Set problem: Reproduce every one of the rows below verbatim, leaving out the pictures.

Record excerpts:
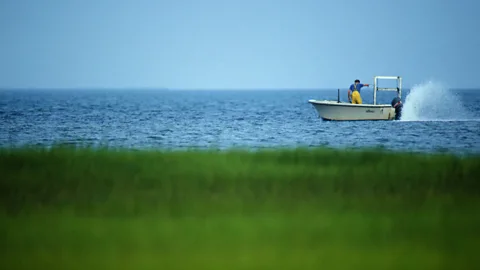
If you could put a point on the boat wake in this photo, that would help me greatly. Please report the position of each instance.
(432, 101)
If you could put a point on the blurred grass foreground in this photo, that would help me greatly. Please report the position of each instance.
(92, 209)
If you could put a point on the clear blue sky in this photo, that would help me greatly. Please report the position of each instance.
(237, 44)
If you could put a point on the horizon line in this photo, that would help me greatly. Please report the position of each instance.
(202, 88)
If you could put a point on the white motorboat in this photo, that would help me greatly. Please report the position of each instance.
(344, 111)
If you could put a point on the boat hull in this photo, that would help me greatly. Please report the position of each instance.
(341, 111)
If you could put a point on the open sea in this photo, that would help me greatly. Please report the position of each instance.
(434, 119)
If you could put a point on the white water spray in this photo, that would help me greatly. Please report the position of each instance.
(432, 101)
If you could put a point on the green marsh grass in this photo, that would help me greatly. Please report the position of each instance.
(68, 208)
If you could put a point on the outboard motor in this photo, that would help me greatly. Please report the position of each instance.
(398, 105)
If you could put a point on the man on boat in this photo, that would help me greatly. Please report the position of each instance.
(354, 92)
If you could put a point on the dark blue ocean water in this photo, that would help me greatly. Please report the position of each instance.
(434, 120)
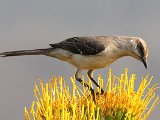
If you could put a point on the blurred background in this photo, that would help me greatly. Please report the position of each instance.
(30, 24)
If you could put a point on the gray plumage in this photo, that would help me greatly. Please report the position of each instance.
(91, 52)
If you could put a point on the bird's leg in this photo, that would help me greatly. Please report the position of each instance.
(90, 75)
(78, 78)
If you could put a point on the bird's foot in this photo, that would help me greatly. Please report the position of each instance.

Problem solution:
If you could put a point on the boat wake in this photo, that would help me greatly. Please report the position of each instance.
(432, 101)
If you could put a point on the blurred grass foreground in this photo, that would help me greatly. Please report the position of each instance.
(92, 209)
If you could put a point on the clear blue sky in this photo, that would help me greatly. Please report the position of each instance.
(237, 44)
If you could put a point on the horizon line in this photo, that would help me greatly. Please report the position of each instance.
(202, 88)
If you could put a point on the white motorboat in this photo, that would help me greatly. Please report the position of each instance.
(344, 111)
If you could put a point on the boat hull in this photo, that would help me greatly. Please report the position of each instance.
(341, 111)
If you could put a point on the open sea in this photo, that would help me greatly. Please report the position of each instance.
(434, 119)
If you could put a point on the white water spray in this photo, that would help me greatly. Please report the position of each instance.
(432, 101)
If you could put a point on the green marsh grass in this photo, that would help me greatly. Please report the position of each instance.
(68, 208)
If you could put a point on the outboard motor in this photo, that would help me greatly. Please report the position of each instance.
(398, 105)
If you could put a point on the man on boat in this photo, that would help me greatly. Please report the position of each instance.
(354, 92)
If you could put a point on the dark blue ocean water in this photo, that would help me greatly. Please report the position of each instance.
(434, 120)
If you could put a point on the blurred background in this photo, that would help me greatly. Please report the position of each instance.
(30, 24)
If you could put a point on the gray plumage in this photo, that would help me greatly. Please report the position of each instance.
(91, 52)
If you could put a point on the bird's leg in this photo, that would help me greatly. Please report the position of each instance.
(90, 75)
(78, 78)
If you could put a point on the bird's foot in this photo, that would help me greatly. Please report the position of each instance.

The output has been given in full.